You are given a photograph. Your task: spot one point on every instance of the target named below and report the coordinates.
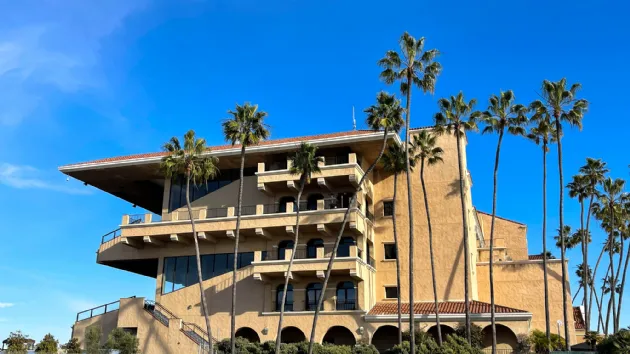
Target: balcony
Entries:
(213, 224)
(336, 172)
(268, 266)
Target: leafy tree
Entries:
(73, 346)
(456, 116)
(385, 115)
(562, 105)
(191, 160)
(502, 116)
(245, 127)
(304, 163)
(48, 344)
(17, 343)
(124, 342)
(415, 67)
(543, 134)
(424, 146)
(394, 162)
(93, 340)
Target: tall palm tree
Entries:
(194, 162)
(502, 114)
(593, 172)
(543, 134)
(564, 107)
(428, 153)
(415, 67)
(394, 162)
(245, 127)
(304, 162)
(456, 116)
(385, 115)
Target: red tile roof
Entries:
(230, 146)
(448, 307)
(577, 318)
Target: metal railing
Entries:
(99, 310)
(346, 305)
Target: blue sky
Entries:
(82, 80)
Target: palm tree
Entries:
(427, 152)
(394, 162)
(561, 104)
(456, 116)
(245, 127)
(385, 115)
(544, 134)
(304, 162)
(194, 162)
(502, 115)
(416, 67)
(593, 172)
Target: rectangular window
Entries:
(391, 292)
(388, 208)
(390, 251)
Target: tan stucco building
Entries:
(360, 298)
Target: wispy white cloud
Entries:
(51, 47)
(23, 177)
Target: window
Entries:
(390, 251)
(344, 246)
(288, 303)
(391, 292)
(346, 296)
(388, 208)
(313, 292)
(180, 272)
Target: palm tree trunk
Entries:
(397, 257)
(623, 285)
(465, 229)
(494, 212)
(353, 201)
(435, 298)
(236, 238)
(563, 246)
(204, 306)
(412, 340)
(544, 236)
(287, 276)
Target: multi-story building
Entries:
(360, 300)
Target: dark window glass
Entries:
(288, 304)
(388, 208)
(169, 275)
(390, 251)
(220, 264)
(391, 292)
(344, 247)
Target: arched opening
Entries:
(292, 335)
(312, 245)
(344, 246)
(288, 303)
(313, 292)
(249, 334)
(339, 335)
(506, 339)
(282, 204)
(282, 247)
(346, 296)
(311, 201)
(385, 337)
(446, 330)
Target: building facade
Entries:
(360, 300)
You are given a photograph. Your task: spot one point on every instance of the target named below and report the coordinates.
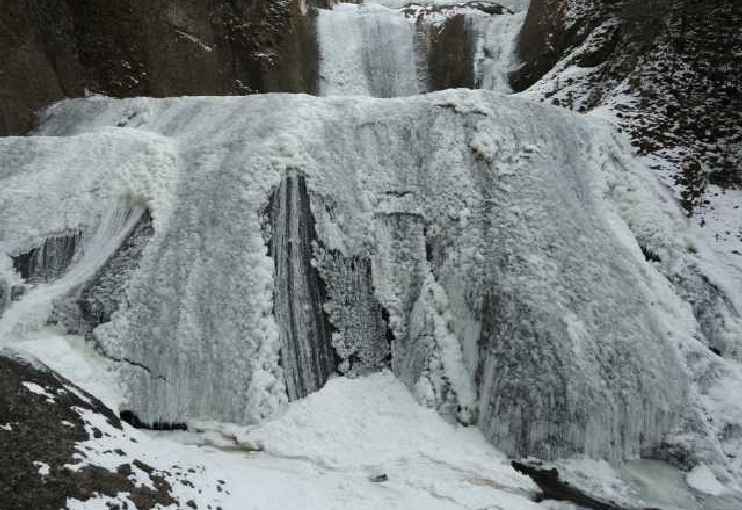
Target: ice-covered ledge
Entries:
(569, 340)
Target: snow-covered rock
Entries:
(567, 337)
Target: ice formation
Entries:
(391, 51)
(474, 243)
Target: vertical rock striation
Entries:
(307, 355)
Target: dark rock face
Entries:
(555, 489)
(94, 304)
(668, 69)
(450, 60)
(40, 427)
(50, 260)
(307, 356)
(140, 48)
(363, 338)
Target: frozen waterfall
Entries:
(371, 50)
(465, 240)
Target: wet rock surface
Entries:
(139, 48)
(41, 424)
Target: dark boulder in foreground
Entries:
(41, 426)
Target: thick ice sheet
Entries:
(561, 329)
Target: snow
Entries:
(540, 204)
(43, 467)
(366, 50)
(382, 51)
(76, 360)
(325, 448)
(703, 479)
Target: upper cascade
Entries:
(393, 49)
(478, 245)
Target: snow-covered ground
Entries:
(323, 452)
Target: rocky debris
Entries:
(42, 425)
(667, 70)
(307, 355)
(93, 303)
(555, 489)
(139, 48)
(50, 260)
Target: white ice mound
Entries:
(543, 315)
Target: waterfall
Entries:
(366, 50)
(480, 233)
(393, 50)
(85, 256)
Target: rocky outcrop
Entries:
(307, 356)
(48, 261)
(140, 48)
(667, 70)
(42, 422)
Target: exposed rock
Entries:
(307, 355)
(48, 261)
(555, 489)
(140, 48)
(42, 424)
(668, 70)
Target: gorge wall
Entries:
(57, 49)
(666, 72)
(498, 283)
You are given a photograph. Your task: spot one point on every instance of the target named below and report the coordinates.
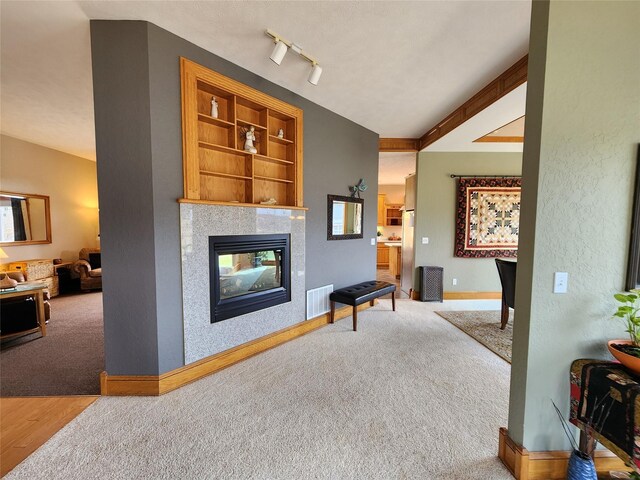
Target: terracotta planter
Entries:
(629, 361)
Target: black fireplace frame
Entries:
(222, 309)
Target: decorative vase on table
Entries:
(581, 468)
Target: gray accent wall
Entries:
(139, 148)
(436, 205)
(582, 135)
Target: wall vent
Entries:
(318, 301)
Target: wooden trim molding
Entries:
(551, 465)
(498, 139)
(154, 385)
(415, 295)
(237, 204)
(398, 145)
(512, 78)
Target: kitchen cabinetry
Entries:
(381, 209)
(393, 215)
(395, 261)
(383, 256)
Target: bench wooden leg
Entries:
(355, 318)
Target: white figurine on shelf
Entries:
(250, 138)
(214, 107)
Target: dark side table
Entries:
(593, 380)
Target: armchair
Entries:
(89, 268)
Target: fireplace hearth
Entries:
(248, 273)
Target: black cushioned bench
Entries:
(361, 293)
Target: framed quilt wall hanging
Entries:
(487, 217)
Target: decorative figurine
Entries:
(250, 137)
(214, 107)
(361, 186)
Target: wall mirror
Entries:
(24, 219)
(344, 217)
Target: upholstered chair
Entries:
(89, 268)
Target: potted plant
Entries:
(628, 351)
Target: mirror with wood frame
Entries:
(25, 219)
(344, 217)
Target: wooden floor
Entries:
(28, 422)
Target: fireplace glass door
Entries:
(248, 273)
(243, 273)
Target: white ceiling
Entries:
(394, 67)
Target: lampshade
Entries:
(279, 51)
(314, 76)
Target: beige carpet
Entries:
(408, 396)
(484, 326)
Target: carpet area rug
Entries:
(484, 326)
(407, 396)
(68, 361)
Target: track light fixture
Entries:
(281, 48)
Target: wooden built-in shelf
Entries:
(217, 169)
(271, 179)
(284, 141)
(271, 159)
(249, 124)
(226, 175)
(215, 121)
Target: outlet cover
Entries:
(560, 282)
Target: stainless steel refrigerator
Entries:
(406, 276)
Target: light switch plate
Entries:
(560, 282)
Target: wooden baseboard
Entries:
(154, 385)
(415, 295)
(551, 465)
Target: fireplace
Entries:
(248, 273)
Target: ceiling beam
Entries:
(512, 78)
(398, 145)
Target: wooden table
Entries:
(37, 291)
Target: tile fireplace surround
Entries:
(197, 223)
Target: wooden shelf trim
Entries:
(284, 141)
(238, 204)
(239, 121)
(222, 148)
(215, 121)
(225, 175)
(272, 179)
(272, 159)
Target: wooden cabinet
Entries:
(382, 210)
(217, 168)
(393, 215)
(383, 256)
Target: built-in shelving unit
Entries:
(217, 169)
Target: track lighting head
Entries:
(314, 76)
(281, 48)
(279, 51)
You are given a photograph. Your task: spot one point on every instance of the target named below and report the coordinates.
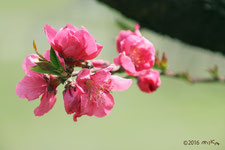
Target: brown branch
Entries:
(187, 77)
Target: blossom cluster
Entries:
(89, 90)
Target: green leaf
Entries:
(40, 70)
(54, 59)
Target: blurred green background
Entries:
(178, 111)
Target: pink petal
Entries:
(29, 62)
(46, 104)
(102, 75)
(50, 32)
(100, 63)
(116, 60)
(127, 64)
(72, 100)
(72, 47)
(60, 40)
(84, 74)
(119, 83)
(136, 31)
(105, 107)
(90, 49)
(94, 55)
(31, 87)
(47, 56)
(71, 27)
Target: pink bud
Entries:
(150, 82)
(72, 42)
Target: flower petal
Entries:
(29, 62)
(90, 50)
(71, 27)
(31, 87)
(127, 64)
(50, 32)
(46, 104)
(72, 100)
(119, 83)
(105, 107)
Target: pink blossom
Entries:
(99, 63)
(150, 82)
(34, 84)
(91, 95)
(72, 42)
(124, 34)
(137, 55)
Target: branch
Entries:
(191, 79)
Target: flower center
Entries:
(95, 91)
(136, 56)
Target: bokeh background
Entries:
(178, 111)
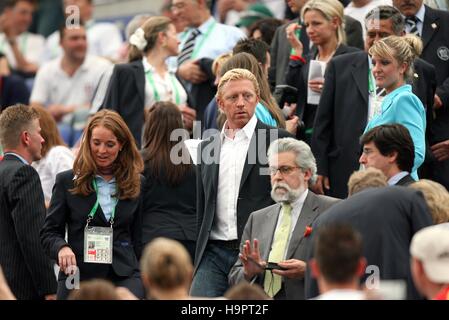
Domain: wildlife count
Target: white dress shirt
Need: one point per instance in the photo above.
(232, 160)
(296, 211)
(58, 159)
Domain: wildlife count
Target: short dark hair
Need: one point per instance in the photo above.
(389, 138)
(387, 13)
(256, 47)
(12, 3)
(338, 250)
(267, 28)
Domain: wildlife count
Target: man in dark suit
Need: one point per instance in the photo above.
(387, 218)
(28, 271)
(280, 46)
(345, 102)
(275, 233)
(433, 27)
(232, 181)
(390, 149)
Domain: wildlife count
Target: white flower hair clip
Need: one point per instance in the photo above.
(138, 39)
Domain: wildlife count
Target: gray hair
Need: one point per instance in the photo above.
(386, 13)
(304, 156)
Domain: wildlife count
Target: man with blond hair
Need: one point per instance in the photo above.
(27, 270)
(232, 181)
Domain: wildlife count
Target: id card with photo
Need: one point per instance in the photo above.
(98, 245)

......

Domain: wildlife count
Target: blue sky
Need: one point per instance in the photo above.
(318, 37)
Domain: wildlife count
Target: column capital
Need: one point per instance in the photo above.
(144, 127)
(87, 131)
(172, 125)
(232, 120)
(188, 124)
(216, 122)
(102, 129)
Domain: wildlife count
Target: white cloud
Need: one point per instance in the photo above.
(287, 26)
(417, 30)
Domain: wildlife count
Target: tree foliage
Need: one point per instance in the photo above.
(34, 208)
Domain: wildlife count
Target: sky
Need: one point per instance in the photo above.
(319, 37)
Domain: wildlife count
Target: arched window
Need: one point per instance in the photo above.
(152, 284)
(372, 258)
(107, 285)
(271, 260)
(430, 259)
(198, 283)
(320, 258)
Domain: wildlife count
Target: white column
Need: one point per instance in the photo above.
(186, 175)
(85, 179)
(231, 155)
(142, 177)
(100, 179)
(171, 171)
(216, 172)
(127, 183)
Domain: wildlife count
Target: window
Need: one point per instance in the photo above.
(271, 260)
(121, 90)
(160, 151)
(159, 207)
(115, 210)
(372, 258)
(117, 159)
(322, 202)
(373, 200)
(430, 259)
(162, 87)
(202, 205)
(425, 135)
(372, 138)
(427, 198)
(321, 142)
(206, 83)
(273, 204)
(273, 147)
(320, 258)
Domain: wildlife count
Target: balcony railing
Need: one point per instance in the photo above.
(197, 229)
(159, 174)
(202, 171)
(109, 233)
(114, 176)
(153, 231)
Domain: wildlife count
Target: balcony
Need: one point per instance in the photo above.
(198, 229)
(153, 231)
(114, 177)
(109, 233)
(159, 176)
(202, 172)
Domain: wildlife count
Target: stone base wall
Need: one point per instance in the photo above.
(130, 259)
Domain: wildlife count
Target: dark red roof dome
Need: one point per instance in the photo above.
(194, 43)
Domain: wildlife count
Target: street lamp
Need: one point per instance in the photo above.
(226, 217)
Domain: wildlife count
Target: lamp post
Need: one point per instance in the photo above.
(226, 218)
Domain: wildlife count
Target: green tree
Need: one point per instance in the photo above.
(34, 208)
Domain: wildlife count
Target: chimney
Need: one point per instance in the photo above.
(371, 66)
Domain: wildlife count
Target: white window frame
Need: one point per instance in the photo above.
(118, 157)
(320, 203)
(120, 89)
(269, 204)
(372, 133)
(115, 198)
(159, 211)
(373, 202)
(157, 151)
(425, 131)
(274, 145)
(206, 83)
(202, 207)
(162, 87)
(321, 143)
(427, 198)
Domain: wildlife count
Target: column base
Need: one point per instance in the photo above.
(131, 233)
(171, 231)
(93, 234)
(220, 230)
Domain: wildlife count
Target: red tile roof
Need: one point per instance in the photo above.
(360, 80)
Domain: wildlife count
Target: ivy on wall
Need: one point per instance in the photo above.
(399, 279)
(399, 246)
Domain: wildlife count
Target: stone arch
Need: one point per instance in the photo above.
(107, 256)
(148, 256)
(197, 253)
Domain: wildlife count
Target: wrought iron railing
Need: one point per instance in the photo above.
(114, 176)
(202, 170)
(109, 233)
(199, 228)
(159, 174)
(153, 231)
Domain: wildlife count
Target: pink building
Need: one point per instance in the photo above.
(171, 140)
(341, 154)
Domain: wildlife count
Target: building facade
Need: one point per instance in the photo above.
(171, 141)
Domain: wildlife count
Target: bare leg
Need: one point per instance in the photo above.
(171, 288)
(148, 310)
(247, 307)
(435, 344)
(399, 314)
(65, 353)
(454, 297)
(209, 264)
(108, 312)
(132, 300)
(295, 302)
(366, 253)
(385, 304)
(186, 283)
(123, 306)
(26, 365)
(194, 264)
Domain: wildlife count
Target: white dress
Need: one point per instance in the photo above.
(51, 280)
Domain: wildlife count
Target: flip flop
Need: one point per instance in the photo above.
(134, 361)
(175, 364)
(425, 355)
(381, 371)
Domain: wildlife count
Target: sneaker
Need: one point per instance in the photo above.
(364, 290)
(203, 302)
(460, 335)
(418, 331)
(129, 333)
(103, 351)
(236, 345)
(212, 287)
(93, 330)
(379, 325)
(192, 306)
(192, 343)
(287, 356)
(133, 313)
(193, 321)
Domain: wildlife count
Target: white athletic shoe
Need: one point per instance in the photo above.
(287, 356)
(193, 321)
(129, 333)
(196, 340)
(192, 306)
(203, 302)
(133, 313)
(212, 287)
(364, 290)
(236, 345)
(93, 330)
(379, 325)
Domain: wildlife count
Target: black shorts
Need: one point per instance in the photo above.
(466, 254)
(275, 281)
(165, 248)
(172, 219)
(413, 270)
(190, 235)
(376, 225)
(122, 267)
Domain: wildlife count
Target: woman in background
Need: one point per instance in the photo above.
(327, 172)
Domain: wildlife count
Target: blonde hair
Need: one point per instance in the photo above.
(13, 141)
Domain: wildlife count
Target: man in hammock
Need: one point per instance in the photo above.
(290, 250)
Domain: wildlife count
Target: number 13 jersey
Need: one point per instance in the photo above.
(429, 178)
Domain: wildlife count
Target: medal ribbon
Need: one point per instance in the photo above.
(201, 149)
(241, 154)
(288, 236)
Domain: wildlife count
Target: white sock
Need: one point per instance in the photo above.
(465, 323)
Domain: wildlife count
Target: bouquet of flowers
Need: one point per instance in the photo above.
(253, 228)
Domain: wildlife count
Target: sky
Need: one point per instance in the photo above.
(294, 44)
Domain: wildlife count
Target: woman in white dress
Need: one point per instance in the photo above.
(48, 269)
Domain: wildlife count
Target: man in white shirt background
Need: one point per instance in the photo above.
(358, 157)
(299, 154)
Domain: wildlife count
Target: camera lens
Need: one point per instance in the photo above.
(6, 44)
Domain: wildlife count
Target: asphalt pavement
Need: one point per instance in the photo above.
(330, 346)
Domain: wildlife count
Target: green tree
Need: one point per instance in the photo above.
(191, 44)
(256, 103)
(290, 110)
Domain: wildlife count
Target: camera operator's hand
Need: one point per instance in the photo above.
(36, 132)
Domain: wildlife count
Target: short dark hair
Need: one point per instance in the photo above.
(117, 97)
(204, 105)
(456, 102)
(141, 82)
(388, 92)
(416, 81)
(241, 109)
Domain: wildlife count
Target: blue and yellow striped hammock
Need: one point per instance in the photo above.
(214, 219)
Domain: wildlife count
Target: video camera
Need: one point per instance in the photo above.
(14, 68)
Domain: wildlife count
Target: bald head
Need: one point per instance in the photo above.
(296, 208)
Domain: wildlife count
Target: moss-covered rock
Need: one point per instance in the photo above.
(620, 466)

......

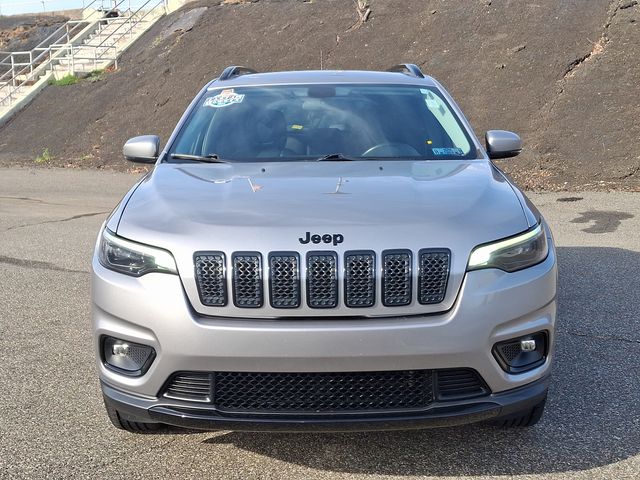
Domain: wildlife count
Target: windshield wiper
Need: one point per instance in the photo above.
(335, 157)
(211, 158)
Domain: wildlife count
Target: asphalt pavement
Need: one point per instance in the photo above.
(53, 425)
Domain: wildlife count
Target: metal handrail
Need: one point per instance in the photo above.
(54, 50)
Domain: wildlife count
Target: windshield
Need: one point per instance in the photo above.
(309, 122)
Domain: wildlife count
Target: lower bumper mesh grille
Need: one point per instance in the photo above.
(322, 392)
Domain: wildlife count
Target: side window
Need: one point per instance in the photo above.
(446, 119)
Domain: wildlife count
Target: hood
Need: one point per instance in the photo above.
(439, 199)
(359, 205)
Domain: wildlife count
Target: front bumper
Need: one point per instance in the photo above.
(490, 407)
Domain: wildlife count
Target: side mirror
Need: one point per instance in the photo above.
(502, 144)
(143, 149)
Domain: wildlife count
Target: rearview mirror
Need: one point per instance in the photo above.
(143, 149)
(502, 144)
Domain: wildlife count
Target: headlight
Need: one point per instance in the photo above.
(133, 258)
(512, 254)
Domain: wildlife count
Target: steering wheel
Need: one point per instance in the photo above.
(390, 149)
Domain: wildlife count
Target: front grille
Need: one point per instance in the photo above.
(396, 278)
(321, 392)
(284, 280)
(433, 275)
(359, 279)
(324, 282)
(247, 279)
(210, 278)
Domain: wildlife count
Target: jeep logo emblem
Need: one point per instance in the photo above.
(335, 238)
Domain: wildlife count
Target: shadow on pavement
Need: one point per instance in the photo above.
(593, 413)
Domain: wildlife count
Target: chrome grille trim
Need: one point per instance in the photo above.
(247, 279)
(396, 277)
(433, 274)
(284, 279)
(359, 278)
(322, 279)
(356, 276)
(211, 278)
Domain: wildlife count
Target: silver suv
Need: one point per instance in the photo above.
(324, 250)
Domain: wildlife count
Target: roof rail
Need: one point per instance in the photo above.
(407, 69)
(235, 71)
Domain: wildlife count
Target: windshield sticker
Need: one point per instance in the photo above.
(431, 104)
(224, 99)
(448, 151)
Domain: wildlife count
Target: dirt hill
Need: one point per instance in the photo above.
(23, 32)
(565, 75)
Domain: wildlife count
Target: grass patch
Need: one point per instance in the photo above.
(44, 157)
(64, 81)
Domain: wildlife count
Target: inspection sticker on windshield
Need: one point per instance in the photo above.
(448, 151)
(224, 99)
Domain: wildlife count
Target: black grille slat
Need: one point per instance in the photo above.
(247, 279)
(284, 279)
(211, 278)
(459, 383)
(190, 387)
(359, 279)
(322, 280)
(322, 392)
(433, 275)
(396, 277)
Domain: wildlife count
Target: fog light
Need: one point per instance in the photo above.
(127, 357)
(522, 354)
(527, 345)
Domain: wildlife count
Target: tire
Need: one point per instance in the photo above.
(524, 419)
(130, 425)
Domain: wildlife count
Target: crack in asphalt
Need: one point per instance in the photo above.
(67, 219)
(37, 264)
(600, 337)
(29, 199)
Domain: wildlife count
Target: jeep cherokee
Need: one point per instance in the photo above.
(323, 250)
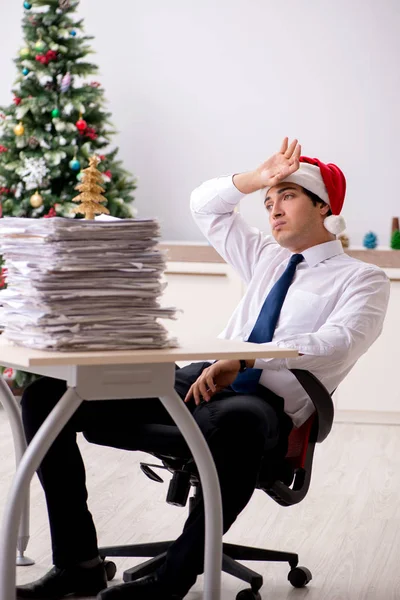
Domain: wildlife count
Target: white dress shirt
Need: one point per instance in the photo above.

......

*What is being asked:* Tell how many lines above contain the word "with". Give the number alone.

*Reply:* 3